### THE TASK
Return, word for word, the stretch of the BIND 10 ticket below that begins at the words "Replying to [comment:10" and stops after "in two steps.".

### SOURCE DOCUMENT
— Begin —

BIND 10 #408: General control logic of NSASthe

Mon Dec 13 16:04:14 UTC 2010

#408: General control logic of NSASthe
---------------------------+------------------------------------------------
      Reporter:  vorner    |        Owner:  vorner   
          Type:  task      |       Status:  reviewing
      Priority:  major     |    Milestone:           
     Component:  recurser  |   Resolution:           
      Keywords:            |    Sensitive:  0        
Estimatedhours:  0.0       |        Hours:  0        
      Billable:  1         |   Totalhours:  0        
      Internal:  0         |  
---------------------------+------------------------------------------------

Comment(by vorner):

 Replying to [comment:10 stephen]:
 >  * shared ownership - allow other threads to shared ownership or
 upgrtade ownership
 >  * upgrade ownership - allow other threads to have shared ownsership
 >  * exclusive ownership - do not allow any other form of ownership
 >
 > So we could acquire shared ownership then, if we want to modify the
 table, upgrade to exclusive ownership in two steps.

— End —

### INFORMATION GIVEN
— Begin —

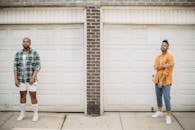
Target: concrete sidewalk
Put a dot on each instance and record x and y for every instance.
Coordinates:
(108, 121)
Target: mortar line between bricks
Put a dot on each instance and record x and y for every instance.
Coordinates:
(7, 119)
(63, 122)
(121, 121)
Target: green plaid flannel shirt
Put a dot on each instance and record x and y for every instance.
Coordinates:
(32, 64)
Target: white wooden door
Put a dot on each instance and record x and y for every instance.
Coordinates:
(128, 56)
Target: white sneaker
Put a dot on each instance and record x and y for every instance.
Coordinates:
(21, 116)
(35, 117)
(168, 120)
(157, 114)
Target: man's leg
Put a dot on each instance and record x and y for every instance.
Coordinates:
(166, 93)
(159, 101)
(33, 95)
(22, 104)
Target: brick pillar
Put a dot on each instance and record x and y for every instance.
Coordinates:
(93, 60)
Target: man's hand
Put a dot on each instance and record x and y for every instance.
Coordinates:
(160, 84)
(17, 83)
(32, 80)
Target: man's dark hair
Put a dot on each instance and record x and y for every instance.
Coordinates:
(166, 41)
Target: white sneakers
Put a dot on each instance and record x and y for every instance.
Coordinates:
(168, 120)
(160, 114)
(35, 117)
(22, 111)
(157, 114)
(21, 116)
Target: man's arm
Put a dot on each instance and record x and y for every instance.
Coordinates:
(17, 83)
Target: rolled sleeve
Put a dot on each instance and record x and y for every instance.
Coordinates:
(37, 62)
(15, 62)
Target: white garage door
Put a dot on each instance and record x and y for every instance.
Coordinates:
(61, 79)
(128, 56)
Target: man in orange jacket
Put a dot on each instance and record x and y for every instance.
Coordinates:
(163, 66)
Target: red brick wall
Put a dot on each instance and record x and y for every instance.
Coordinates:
(93, 60)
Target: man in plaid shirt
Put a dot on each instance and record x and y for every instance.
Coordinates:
(26, 67)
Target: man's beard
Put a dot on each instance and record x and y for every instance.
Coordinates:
(26, 47)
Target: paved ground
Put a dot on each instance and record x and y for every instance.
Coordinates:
(108, 121)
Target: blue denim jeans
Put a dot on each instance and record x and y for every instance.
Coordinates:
(165, 91)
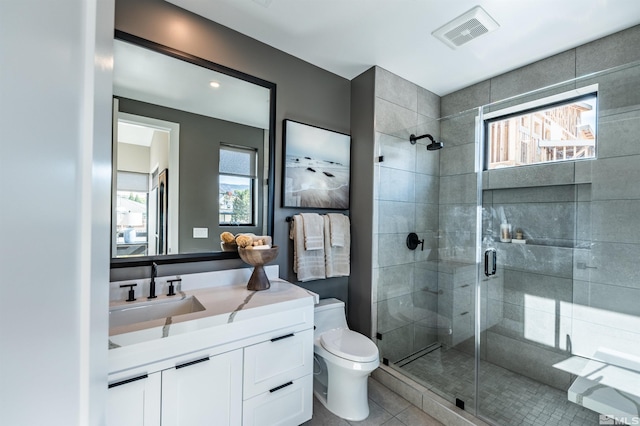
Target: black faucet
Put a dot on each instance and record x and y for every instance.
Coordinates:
(152, 284)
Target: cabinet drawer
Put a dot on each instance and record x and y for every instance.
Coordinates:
(279, 360)
(288, 404)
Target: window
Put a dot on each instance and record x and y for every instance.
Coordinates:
(132, 213)
(237, 174)
(558, 128)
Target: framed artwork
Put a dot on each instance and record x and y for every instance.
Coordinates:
(316, 167)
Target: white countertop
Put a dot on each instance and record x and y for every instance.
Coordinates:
(223, 305)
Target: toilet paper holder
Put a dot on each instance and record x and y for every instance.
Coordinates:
(413, 240)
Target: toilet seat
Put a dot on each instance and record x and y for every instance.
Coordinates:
(349, 345)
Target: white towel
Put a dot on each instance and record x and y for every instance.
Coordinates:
(307, 264)
(313, 225)
(339, 225)
(337, 263)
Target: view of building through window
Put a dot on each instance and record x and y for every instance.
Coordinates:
(549, 134)
(131, 221)
(237, 180)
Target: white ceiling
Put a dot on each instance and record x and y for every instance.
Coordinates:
(347, 37)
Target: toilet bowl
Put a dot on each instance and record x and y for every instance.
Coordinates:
(343, 360)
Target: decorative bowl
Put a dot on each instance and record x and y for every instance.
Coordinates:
(228, 246)
(258, 258)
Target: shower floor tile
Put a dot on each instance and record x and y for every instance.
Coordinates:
(506, 398)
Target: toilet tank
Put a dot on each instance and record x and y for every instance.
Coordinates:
(329, 314)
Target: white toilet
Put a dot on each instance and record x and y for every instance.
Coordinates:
(343, 359)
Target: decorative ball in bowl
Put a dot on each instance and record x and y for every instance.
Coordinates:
(228, 246)
(258, 258)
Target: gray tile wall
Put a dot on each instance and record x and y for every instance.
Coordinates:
(576, 289)
(406, 197)
(582, 217)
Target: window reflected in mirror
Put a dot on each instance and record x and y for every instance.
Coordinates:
(190, 159)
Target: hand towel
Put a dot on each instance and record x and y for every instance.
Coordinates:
(307, 264)
(337, 260)
(312, 226)
(338, 222)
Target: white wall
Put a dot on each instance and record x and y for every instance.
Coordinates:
(55, 112)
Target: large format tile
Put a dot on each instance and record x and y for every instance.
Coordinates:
(397, 344)
(617, 49)
(412, 416)
(395, 120)
(398, 153)
(392, 250)
(458, 189)
(617, 90)
(426, 218)
(459, 129)
(396, 217)
(428, 103)
(387, 399)
(457, 160)
(427, 188)
(615, 221)
(555, 69)
(396, 185)
(534, 175)
(394, 313)
(396, 89)
(394, 281)
(618, 134)
(467, 98)
(616, 178)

— End —

### RESPONSE TO THE EXERCISE
Replying to [comment:10 stephen]:
 >  * shared ownership - allow other threads to shared ownership or
 upgrtade ownership
 >  * upgrade ownership - allow other threads to have shared ownsership
 >  * exclusive ownership - do not allow any other form of ownership
 >
 > So we could acquire shared ownership then, if we want to modify the
 table, upgrade to exclusive ownership in two steps.